# WHAT NEEDS TO BE DONE
Transcribe exactly the line containing "Target: tree bark" and every line after it, through the end of the records below.

# RECORDS FOR THE TASK
"""
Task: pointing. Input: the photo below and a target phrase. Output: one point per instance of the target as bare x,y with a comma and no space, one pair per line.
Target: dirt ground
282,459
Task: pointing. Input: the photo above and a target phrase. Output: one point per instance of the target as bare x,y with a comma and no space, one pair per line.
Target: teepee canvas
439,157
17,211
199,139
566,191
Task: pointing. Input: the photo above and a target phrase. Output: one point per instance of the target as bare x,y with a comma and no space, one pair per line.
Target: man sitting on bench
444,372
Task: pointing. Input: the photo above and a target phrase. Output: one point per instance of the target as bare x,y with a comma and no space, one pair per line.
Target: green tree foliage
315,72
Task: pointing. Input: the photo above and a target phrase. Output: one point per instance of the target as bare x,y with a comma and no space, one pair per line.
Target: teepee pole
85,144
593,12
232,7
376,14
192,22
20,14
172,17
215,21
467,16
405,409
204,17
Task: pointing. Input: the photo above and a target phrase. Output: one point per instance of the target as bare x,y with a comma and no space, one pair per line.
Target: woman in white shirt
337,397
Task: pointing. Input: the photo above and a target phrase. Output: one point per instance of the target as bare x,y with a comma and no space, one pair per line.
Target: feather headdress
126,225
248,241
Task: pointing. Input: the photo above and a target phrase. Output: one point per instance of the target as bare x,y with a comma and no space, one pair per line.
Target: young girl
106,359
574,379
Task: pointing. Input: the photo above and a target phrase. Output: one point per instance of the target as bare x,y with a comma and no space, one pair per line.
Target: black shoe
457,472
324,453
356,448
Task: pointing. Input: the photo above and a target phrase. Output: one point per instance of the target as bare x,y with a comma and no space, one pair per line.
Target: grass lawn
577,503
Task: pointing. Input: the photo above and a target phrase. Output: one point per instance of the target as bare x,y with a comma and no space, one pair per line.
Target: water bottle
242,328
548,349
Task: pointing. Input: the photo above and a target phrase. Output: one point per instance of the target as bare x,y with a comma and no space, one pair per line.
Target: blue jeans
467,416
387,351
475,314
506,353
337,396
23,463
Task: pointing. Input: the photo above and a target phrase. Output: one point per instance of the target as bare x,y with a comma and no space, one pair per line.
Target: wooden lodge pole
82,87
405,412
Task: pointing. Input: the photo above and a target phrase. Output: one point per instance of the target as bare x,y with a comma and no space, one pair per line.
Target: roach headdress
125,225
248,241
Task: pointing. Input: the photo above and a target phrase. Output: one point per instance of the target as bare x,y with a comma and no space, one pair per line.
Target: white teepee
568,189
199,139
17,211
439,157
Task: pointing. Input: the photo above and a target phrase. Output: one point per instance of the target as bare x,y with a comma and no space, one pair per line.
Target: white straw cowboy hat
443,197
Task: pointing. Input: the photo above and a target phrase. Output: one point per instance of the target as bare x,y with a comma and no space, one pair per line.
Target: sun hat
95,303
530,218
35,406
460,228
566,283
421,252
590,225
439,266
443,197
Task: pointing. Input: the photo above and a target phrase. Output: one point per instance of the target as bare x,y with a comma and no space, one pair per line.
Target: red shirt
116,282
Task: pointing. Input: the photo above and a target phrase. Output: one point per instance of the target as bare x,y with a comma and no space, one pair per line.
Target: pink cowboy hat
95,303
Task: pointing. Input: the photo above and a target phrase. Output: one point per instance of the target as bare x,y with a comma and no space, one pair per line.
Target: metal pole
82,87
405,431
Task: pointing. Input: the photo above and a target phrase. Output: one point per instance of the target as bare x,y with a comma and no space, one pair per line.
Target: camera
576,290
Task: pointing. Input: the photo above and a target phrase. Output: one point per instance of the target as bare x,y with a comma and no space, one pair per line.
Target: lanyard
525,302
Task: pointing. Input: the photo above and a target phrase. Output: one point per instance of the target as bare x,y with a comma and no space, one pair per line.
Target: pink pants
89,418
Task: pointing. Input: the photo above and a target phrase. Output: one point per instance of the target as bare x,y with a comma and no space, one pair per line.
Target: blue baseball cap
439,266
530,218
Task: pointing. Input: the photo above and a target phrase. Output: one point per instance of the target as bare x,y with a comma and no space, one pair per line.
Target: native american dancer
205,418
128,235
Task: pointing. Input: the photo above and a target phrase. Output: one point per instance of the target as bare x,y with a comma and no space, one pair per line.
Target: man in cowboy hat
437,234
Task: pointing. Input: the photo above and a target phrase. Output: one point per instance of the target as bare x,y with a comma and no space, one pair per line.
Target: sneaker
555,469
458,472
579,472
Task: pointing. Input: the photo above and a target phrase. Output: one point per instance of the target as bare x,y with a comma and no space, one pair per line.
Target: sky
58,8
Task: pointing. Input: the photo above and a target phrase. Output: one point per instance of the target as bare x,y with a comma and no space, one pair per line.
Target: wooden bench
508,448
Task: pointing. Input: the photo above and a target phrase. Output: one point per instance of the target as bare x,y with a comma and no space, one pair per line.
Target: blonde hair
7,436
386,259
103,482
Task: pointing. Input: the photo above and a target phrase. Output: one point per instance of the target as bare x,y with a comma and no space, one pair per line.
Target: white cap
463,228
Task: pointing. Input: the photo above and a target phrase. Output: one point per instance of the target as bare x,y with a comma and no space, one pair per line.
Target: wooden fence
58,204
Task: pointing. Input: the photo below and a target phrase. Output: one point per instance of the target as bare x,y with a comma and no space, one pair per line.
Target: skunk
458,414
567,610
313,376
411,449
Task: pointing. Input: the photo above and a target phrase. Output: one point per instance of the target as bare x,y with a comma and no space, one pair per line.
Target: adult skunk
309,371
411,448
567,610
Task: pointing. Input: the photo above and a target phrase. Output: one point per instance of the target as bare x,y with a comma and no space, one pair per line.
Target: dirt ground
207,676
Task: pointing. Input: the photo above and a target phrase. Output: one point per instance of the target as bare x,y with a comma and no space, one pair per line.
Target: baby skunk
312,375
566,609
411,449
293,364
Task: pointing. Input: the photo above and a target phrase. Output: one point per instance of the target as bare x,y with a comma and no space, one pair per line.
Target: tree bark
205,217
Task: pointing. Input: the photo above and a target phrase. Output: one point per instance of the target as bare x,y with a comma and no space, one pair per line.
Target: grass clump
"""
# EXERCISE OUTPUT
Target: tree bark
205,217
Task: pointing. Input: the photo above and a target phrase. Output: one point per instance of the target as bare x,y with a comma and no space, one pair per line.
Target: grass clump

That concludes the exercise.